====== Exercise materials

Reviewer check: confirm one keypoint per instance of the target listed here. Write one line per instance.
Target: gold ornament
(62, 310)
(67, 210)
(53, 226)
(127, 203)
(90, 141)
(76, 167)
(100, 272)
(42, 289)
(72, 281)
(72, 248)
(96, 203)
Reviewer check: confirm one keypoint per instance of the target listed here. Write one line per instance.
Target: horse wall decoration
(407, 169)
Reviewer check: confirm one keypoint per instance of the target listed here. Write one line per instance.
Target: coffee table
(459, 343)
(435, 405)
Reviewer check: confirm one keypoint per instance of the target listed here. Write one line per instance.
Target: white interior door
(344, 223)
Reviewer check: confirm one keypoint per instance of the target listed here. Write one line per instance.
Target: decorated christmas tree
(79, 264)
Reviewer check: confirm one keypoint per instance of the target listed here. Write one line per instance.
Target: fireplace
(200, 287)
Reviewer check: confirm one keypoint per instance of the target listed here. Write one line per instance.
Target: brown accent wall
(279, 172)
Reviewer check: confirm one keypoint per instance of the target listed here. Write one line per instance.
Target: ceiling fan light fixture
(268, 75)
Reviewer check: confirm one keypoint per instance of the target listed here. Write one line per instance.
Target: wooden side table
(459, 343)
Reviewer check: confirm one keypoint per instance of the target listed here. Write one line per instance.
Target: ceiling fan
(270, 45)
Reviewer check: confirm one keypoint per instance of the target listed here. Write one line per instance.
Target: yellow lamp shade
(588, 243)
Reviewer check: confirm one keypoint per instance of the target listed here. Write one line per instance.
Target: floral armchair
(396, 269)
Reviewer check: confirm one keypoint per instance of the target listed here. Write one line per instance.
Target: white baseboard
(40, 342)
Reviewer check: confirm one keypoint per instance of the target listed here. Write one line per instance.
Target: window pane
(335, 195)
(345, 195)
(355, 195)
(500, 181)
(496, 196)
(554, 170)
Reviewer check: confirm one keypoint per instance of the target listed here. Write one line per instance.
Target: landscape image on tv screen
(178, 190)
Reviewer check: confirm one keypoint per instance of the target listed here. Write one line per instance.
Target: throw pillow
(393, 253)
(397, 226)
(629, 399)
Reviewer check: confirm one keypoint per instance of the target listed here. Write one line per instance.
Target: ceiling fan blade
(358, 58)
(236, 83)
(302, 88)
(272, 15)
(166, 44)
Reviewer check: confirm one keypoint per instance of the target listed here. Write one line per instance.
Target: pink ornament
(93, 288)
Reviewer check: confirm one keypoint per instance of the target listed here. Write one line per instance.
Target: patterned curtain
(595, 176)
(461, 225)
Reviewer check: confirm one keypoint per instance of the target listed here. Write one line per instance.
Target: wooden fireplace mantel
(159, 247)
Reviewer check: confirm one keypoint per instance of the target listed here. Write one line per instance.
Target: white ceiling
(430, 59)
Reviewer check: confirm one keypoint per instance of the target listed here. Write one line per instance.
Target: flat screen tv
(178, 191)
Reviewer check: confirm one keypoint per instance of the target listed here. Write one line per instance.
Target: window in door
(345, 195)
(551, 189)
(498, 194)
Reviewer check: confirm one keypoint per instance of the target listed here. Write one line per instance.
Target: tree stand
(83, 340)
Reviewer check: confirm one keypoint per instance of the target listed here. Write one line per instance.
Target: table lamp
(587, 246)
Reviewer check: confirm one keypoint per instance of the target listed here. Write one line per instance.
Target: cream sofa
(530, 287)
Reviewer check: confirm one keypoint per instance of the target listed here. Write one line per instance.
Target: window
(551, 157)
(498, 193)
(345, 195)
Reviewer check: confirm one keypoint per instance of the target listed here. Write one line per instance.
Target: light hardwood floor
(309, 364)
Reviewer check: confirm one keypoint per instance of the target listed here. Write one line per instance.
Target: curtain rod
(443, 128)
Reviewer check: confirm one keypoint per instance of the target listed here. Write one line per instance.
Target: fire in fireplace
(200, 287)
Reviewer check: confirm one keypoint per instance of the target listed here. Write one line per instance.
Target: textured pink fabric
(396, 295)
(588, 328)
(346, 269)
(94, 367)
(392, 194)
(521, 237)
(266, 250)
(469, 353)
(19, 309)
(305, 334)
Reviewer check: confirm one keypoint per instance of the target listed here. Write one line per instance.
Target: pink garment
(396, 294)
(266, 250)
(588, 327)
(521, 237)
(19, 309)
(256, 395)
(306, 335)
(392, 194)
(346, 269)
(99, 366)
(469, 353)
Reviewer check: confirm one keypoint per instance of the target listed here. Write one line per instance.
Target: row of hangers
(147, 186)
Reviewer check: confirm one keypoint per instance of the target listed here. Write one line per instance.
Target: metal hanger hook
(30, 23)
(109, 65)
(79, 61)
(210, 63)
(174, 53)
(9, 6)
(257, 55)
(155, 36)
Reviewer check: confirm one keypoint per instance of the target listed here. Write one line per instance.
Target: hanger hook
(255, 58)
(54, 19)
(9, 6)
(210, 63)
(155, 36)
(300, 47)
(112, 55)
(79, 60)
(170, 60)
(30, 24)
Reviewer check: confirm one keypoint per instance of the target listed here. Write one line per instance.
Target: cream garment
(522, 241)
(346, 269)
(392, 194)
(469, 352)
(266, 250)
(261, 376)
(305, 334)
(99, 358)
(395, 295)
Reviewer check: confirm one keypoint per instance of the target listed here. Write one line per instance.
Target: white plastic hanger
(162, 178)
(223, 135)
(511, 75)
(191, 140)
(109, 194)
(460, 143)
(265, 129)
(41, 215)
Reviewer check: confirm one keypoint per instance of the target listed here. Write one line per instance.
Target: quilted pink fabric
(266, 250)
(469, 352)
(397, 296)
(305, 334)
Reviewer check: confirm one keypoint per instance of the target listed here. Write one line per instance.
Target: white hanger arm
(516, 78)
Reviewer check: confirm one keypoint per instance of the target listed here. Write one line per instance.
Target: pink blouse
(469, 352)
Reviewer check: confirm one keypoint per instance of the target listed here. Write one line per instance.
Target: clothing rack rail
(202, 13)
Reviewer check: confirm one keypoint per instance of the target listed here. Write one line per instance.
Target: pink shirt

============

Exercise —
Restate the records, all of them, precisely as written.

Response —
Reviewer check: confirm one keypoint per instance of the target listed here. Write one line per instance.
Target: gold ornament
(62, 310)
(67, 210)
(53, 226)
(127, 203)
(90, 141)
(76, 167)
(100, 272)
(42, 289)
(72, 281)
(72, 248)
(96, 203)
Reviewer check: confirm one keypoint per instance of the target listed here. Write one line per instance.
Target: horse wall decoration
(407, 169)
Reviewer check: confirm one keypoint per instance of the target listed here. Write one line per instance.
Target: coffee table
(459, 343)
(435, 405)
Reviewer check: confirm one keypoint per instance of the target listed here. Write one line per instance.
Target: white interior door
(344, 223)
Reviewer check: confirm one keypoint per instance of the target listed here. Write one line per instance.
Target: decorated christmas tree
(79, 264)
Reviewer check: confirm one keypoint per instance of the target listed here. Write one line per instance.
Target: fireplace
(200, 287)
Reviewer check: confirm one keypoint per instance of the target listed here. Write one line per instance.
Target: brown accent wall
(279, 172)
Reviewer check: confirm one keypoint per instance of the target listed here. Write one line per instance.
Target: ceiling fan light fixture
(268, 75)
Reviewer check: confirm one keypoint per instance of the target listed here. Write one line per instance.
Target: wooden side table
(459, 343)
Reviewer check: confirm one keypoint per instance of the target listed here. Write one line per instance.
Target: ceiling fan
(270, 45)
Reviewer check: confirm one keypoint per instance of the target listed here. Write one line per instance.
Target: yellow lamp shade
(588, 243)
Reviewer check: confirm one keypoint per instance of the target listed here. Write one line per instance.
Target: floral armchair
(396, 269)
Reviewer check: confirm one keypoint per instance of the target listed here. Write one line per instance.
Target: white baseboard
(40, 342)
Reviewer check: confirm one keypoint per instance of the target listed here. Write one line per instance.
Target: window pane
(335, 195)
(345, 195)
(355, 195)
(500, 181)
(496, 196)
(554, 170)
Reviewer check: confirm one keypoint per instance of the target listed here. Write one line per instance.
Target: landscape image on tv screen
(178, 190)
Reviewer check: confirm one keypoint per instance of the target listed here. Write one line per instance.
Target: throw pillow
(393, 253)
(397, 226)
(629, 399)
Reviewer check: confirm one keypoint per instance of the target listed here. Write one line per instance.
Target: ceiling fan blade
(358, 58)
(236, 83)
(302, 88)
(272, 15)
(166, 44)
Reviewer check: confirm one keypoint per instance of the target listed here. Write one line per instance.
Target: pink ornament
(93, 288)
Reviewer check: confirm one keypoint per instance of the target listed here. Write one line per instance.
Target: patterned curtain
(595, 176)
(461, 225)
Reviewer check: confirm one keypoint per instance of the target listed here. Write one line per instance.
Target: wooden fireplace mantel
(159, 247)
Reviewer check: confirm one keypoint per instance of the target listed here. Write one line per instance.
Target: white ceiling
(430, 59)
Reviewer check: confirm one keypoint per instance of the target listed here. Write one line per instance.
Target: flat screen tv
(178, 191)
Reviewer check: confirm one keypoint per instance of the target listed here. Write one line per instance.
Target: window in door
(345, 195)
(551, 189)
(498, 194)
Reviewer check: confirm one keypoint per instance of the target listed here. Write one line per instance.
Target: tree stand
(83, 340)
Reviewer check: confirm one keypoint per instance of the target listed here. Write one line per instance.
Target: table lamp
(587, 246)
Reviewer check: confirm one keypoint per instance of the target listed here. Write one line per instance.
Target: cream sofa
(530, 287)
Reviewer check: confirm one keypoint per instance of the target listed here. Write one line per instance.
Target: window
(551, 157)
(498, 193)
(345, 195)
Reviewer check: confirm one keypoint per instance of the target listed here. Write one line per instance.
Target: light hardwood floor
(309, 364)
Reviewer check: confirm one keypoint per instance of the target listed here. Write one line per instance.
Target: curtain rod
(443, 128)
Reviewer check: confirm one keypoint per instance of the target listed here. Write one line per instance.
Target: fire in fireplace
(200, 287)
Reviewer check: confirm one keypoint per instance of the target listed here. Write one line per instance.
Target: textured pink fabric
(396, 295)
(588, 328)
(346, 269)
(94, 367)
(392, 194)
(521, 237)
(266, 250)
(469, 353)
(19, 309)
(305, 334)
Reviewer check: confirm one keypoint per instance of the target listed here. Write one line per instance.
Target: pink garment
(396, 294)
(266, 250)
(588, 327)
(521, 237)
(19, 309)
(256, 395)
(306, 335)
(392, 194)
(346, 269)
(99, 366)
(469, 353)
Reviewer check: confirm one keypoint per instance of the target listed here. Write one line per instance.
Target: row of hangers
(147, 186)
Reviewer check: confirm one keypoint per instance of the target listed here. Write one line per instance.
Target: metal hanger hook
(30, 23)
(109, 65)
(79, 61)
(210, 63)
(174, 53)
(9, 6)
(257, 55)
(155, 36)
Reviewer check: confirm one keypoint per instance of the target listed here. Write one line per instance.
Target: hanger hook
(255, 58)
(54, 19)
(9, 6)
(210, 63)
(155, 36)
(300, 47)
(112, 55)
(79, 60)
(170, 60)
(30, 24)
Reviewer check: confirm one keypoint per instance of the target listed here. Write one line per instance.
Target: cream garment
(522, 241)
(346, 269)
(392, 194)
(469, 352)
(266, 250)
(261, 376)
(305, 334)
(99, 358)
(395, 295)
Reviewer check: confirm one keypoint per instance of the target listed here. Write one line per instance.
Target: white plastic hanger
(162, 178)
(223, 135)
(511, 75)
(191, 140)
(109, 194)
(460, 143)
(265, 129)
(41, 215)
Reviewer check: confirm one keypoint per instance of the target listed here. Write one line per instance.
Target: quilted pink fabric
(266, 250)
(469, 352)
(397, 296)
(305, 334)
Reviewer check: confirm one keypoint per instance of the target listed here. Write one line per instance.
Target: white hanger arm
(516, 78)
Reviewer check: confirm one keypoint per instance of the target listed here. Write one line per instance.
Target: pink blouse
(469, 352)
Reviewer check: confirm one keypoint per instance of the target listed here. Write one line per instance.
Target: clothing rack rail
(202, 13)
Reviewer check: confirm one keypoint per instance of the target listed here. Write one line per instance.
Target: pink shirt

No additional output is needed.